[Exercise requirements] Nothing but the lines from the one containing "Where can you see the tall grass?" through the last line of the records below should be written out, each exactly as it stands.

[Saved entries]
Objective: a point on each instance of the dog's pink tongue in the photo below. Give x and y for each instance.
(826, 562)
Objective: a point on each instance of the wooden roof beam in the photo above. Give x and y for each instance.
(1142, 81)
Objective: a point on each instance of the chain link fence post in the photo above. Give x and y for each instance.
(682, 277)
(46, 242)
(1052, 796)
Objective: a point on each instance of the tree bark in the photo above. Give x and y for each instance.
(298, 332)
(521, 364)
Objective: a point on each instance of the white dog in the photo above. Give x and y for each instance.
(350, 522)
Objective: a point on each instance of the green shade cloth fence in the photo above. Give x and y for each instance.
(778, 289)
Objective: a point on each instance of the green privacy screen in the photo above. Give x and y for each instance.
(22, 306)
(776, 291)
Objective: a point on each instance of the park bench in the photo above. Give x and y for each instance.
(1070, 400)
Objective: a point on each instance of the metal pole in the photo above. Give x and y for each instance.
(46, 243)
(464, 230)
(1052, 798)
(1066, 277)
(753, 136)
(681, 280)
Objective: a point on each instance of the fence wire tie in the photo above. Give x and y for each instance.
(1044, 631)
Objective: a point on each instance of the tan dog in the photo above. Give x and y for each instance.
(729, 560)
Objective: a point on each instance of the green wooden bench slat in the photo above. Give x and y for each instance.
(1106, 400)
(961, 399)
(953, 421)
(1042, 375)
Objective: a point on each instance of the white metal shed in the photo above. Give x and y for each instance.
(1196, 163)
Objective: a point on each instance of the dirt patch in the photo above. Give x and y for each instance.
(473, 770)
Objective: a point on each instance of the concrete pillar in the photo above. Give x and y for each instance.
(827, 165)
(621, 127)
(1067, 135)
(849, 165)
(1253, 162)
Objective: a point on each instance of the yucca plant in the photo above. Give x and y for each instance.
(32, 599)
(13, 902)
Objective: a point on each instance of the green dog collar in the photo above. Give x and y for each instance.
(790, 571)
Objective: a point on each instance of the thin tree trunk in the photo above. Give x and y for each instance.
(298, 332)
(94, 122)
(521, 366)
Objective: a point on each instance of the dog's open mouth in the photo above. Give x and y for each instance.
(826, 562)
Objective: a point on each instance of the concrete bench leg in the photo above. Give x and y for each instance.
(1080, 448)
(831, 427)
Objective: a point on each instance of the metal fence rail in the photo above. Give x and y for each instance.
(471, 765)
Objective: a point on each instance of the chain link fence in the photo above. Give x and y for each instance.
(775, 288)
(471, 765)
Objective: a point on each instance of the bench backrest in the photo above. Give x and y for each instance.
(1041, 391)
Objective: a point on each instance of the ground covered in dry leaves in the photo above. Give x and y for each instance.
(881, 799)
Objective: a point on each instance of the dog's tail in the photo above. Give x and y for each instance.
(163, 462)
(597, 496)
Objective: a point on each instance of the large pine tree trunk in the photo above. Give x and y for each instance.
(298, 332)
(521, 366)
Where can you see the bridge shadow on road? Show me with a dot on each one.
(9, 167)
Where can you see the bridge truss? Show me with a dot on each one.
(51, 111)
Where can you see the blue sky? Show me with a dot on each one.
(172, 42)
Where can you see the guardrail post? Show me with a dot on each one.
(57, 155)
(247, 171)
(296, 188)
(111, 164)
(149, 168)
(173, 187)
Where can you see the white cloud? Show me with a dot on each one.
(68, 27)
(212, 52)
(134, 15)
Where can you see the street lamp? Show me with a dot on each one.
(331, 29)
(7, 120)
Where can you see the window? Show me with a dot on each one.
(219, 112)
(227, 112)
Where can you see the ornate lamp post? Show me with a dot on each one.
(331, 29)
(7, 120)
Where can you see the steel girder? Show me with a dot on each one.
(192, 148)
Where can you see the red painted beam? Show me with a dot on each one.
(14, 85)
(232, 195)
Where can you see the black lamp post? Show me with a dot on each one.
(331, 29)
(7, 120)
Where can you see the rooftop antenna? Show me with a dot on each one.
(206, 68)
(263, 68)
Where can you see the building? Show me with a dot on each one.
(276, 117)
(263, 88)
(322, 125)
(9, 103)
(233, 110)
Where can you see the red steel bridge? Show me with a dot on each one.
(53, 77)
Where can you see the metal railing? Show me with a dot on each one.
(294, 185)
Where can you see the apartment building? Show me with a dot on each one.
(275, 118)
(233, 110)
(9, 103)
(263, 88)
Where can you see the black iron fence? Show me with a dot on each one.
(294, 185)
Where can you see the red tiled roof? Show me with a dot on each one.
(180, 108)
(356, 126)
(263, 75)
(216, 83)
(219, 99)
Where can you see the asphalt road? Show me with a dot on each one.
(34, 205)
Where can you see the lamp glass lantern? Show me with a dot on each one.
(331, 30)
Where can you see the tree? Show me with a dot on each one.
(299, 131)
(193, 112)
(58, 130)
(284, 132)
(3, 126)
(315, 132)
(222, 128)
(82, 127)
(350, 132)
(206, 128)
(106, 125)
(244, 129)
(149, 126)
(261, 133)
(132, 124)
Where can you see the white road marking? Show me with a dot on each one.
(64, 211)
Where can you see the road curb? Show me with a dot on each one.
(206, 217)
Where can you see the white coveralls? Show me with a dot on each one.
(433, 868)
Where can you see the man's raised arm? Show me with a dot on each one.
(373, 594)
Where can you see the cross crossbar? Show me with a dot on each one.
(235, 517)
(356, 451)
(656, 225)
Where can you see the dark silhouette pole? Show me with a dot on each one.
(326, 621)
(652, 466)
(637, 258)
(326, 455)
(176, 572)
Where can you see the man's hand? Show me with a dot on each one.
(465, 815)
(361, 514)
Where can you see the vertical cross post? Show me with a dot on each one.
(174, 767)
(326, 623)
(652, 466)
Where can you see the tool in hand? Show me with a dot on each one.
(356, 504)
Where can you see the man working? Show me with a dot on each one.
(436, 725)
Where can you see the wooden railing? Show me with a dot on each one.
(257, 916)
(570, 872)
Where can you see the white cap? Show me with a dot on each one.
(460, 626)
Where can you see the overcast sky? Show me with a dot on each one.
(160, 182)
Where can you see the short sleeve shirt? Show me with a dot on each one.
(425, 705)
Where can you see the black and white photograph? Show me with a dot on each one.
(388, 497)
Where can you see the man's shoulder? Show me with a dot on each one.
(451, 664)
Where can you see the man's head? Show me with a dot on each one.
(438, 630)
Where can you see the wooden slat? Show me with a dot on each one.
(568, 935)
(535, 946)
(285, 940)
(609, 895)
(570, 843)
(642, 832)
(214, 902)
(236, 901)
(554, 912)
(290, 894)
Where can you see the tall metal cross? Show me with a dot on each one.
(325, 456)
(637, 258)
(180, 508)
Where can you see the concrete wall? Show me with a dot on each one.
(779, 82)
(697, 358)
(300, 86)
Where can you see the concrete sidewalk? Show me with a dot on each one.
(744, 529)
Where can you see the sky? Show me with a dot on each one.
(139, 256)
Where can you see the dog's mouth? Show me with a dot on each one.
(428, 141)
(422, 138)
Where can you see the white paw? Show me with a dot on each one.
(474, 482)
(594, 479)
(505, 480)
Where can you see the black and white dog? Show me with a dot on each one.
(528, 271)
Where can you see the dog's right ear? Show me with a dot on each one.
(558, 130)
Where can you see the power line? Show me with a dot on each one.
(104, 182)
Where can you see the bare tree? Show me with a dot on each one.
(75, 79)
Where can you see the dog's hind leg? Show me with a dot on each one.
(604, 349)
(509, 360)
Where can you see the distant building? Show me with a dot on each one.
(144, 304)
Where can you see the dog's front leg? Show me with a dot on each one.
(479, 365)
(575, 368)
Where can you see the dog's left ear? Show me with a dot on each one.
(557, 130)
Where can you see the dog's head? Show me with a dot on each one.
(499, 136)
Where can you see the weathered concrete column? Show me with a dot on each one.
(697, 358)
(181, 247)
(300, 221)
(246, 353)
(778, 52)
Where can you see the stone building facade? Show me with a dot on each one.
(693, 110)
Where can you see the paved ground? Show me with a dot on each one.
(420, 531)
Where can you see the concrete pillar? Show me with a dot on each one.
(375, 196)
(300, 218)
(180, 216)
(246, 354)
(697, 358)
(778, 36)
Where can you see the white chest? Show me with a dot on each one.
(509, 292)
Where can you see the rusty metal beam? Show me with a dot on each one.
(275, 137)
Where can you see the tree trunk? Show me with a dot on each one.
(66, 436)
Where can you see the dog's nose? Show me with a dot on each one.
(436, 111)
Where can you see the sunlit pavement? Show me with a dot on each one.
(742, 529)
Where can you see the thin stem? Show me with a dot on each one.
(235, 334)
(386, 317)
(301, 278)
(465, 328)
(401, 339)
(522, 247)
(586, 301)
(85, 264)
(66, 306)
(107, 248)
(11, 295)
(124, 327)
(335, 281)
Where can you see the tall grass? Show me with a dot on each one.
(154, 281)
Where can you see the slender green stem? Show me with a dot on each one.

[Exercise response]
Where can you see the tall grass? Show me with a dot on each one.
(154, 281)
Where can you see the slender green stem? Show me with a dot on each one.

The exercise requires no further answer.